▶ _Requirement_
Display each line of the records below that holds the string "wall".

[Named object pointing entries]
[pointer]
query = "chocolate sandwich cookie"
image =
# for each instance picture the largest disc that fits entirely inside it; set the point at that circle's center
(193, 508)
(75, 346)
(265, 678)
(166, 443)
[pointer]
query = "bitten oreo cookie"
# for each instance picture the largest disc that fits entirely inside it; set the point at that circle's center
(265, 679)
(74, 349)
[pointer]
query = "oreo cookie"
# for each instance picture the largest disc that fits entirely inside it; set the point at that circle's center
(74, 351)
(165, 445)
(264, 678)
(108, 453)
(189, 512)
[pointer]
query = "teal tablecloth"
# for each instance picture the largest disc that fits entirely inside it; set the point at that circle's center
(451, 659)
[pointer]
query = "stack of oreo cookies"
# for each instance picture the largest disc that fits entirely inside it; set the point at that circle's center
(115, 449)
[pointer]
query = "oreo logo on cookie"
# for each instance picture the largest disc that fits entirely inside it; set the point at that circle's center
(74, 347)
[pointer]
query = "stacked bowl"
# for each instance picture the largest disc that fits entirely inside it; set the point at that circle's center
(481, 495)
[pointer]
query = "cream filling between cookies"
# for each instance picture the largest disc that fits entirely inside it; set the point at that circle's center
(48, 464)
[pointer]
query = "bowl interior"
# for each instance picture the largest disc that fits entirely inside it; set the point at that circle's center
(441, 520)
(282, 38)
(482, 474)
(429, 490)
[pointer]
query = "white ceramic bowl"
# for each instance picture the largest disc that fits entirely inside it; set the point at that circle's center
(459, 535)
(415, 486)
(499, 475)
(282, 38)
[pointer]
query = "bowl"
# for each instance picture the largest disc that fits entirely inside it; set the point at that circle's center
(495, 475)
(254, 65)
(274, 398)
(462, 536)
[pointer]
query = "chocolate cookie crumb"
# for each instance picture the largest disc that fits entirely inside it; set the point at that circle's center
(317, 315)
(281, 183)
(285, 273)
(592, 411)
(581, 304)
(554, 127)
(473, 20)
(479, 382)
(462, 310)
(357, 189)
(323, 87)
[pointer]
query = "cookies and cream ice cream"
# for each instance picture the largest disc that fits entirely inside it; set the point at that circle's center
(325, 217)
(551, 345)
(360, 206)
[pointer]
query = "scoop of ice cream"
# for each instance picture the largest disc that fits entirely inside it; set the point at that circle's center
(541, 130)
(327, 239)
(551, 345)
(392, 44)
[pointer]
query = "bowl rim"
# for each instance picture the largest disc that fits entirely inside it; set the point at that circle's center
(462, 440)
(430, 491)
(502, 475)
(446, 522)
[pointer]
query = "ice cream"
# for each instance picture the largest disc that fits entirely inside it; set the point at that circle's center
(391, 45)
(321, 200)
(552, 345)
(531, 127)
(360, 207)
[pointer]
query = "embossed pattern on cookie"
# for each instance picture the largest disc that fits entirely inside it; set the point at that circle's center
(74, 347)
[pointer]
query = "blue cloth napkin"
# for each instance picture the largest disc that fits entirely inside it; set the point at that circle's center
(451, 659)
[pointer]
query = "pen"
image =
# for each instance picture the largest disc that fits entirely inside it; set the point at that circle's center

--

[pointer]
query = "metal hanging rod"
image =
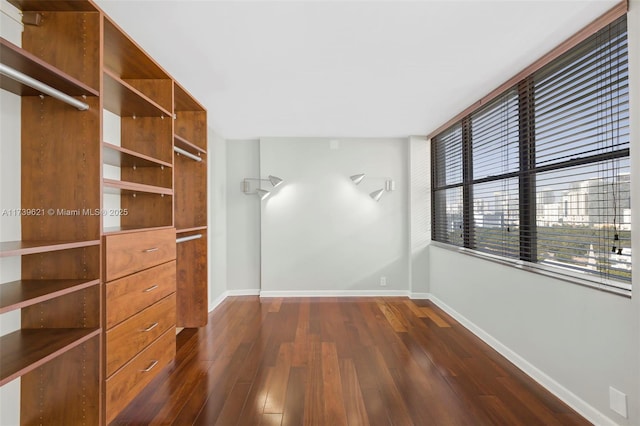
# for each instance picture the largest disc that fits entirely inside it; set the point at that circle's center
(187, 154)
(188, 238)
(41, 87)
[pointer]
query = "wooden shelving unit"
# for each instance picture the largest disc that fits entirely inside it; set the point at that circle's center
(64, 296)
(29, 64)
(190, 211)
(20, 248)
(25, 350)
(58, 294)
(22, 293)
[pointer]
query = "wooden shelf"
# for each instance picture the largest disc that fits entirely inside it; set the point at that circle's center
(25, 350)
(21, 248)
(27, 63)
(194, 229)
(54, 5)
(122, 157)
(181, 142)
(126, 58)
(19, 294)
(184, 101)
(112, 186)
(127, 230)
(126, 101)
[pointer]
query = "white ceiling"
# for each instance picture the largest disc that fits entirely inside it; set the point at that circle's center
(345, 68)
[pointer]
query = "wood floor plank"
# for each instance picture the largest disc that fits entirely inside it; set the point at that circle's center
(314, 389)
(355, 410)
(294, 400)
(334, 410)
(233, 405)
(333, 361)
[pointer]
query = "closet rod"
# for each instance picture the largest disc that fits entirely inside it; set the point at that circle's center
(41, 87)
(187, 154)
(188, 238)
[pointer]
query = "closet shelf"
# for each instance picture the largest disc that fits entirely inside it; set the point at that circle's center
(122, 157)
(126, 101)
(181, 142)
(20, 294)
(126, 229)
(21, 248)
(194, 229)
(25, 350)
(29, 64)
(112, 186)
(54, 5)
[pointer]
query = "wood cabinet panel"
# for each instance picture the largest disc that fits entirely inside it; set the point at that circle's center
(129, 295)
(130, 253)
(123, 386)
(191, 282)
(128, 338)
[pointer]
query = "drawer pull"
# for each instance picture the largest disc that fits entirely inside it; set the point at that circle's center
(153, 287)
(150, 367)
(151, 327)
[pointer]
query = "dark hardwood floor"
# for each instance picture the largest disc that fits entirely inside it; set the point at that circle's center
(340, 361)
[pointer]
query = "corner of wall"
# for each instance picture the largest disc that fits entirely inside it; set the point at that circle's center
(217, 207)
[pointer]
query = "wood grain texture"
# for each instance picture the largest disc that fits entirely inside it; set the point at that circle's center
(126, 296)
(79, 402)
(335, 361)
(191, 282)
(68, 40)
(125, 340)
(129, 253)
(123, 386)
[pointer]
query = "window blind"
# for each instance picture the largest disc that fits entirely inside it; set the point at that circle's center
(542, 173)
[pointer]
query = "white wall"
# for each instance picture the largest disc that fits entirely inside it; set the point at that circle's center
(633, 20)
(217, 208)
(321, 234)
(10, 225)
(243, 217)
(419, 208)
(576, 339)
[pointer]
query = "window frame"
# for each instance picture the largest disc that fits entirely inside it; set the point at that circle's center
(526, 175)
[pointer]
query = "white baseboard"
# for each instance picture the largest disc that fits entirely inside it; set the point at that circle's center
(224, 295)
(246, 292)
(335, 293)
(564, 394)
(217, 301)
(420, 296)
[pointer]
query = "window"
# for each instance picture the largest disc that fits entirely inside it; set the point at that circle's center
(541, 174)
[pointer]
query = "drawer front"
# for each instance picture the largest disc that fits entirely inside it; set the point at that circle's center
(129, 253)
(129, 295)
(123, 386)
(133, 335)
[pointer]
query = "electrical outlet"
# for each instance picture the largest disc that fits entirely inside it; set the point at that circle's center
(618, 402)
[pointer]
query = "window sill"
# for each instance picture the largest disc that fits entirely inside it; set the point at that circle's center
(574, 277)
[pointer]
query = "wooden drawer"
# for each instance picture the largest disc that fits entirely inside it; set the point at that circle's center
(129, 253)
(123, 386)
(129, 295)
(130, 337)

▶ _Correct result_
query = "corner of wall"
query = "white wall"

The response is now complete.